[Extracted entries]

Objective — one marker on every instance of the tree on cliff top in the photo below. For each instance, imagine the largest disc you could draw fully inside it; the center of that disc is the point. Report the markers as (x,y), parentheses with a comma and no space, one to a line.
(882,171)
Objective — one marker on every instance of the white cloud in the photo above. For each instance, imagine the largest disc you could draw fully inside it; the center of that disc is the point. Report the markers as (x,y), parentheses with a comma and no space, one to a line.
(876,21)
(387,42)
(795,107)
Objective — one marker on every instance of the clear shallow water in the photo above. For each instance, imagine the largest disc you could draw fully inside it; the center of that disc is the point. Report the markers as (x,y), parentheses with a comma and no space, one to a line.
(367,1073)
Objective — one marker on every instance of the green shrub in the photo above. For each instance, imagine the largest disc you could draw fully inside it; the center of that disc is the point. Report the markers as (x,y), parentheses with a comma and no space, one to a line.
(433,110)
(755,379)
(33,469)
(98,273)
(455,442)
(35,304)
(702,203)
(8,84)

» Exercise brief
Render the entries above as a two-column CSV with the header row instruction,points. Give one row per entry: its text in the instruction column and its answer in the points column, each in a single quoted field with every line break replaced by a space.

» Task output
instruction,points
"Objective — one marker on every instance of the tree on cliff top in the photo below. For each instance, imagine the largest disc you could draw fully inside it; the center of that disc is the point. Report the markers as (x,y), parentheses with a comma and no space, one to a line.","(882,171)"
"Objective — one marker on every instance of the white cloud in the photo above. For each instance, imagine the largest disc you could draw fully inside it; the center of that disc is the point. Report the markers as (x,y), parentheses with a comma and no space, one to a line.","(876,21) (387,42) (795,107)"
"Objective — one marker on every instance of the clear shallow water in the photo above. For each instance, imagine the largest disc you could draw fully inside it; the center of that disc is the point. Report the markers as (x,y), parentheses with a comma and no space, one to a line.","(367,1073)"
"Objective — one marker on every instance of the green shrub in the photo above. For each instance, imagine the largest disc you could draw fully inside it; the center of that disc is the point. Report the markers as (x,y), parentheses with a comma and no space, one to a line.","(433,110) (755,379) (33,469) (98,273) (455,442) (35,304) (702,203) (8,84)"